(Stored items)
--- START ---

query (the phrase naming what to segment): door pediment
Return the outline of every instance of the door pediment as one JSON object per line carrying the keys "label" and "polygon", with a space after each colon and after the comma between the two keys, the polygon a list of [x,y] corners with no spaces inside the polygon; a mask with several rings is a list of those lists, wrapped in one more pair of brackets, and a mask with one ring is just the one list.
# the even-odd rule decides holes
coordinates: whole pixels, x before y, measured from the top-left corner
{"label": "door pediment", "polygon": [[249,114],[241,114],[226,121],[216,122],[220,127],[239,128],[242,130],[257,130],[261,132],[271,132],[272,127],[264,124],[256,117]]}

--- END ---

#### Work required
Nothing but the lines from the one containing "Return the outline" through the end of the entries belongs in the answer; repeat them exactly.

#### Answer space
Return the outline of every instance of the door pediment as one JSON object per line carrying the keys "label" and "polygon", with a space after each colon and after the comma between the two keys, the polygon a list of [x,y] corners with no spaces inside the polygon; a mask with several rings is a list of those lists, wrapped in one more pair of brackets, and a mask with one ring is just the one list.
# the even-odd rule decides holes
coordinates: whole pixels, x before y, measured from the top-left corner
{"label": "door pediment", "polygon": [[249,114],[241,114],[226,121],[216,122],[220,127],[239,128],[242,130],[257,130],[261,132],[271,132],[272,127],[264,124],[256,117]]}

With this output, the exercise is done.